**RECORDS PROVIDED**
------------------------------------------------

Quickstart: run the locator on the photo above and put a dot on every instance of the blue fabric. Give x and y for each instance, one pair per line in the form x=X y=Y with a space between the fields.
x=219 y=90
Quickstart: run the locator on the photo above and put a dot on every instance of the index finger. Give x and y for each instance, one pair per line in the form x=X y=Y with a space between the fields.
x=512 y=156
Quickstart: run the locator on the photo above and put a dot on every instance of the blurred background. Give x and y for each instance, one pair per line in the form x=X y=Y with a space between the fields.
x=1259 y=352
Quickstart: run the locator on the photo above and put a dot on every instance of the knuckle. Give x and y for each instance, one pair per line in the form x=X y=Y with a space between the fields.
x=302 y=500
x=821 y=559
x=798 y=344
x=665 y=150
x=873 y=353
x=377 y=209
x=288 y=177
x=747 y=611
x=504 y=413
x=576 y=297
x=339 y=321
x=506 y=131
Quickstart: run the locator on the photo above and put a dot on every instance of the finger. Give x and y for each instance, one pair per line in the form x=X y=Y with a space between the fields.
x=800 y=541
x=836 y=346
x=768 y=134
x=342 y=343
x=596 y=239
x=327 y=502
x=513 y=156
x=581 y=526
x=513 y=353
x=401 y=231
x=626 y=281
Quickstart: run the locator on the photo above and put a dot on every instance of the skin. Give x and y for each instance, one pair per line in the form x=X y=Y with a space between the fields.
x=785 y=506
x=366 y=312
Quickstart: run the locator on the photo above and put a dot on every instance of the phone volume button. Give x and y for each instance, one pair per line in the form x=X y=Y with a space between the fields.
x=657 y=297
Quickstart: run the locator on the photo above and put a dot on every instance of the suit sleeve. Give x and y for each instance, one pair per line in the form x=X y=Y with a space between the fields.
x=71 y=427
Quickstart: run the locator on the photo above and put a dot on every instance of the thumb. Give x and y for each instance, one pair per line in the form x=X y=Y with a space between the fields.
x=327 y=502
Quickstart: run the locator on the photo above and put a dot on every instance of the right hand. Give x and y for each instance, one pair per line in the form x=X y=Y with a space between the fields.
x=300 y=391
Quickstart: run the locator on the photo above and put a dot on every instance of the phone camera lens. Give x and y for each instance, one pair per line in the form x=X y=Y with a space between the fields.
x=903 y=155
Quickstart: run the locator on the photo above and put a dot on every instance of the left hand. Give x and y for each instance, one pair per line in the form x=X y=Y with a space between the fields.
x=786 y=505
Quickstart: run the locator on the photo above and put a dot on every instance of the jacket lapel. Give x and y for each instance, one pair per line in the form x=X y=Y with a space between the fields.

------------------------------------------------

**TO BE DONE**
Would you give again, word for word, every line from the one with "the phone volume" through the final line of the listing above?

**FULL ANSWER**
Quickstart: run the locator on the photo above and put a dot on every instance of the phone volume button. Give x and y for each instance, one pair per line in the form x=X y=Y with a space between the fields.
x=657 y=297
Quickstart: run the locator on the photo above and put a dot on every instance of the suit sleeve. Give x and y for each instance, one pair per line in the form x=X y=Y with a space between the fields.
x=71 y=427
Quickstart: run the locator on the photo above and put a dot on every instance of the thumb. Give x and y for each instance, one pair per line in the form x=X y=Y with a space between the fields.
x=327 y=502
Quickstart: run the locator on the photo above and put a dot on every instance of the right hand. Give x and y for each instance, one pair per line in the form x=X y=Y with a space between the fields.
x=300 y=391
Quickstart: run the locator on the photo above and put a dot on every instance of the phone camera lens. Give x and y for each instance, one pair per line in the form x=X y=Y with a space between the fields.
x=903 y=155
Quickstart: run the locator on the photo above and put a dot on every instance of the left hand. Give x and y for each instance, one pair per line in the form x=X y=Y with a space between the fields.
x=786 y=505
Quickstart: run the locator on the photo above and put a dot on every instance of the jacket lapel. Give x and y for each instance, one pair per line in the form x=X y=Y with a space between the fields.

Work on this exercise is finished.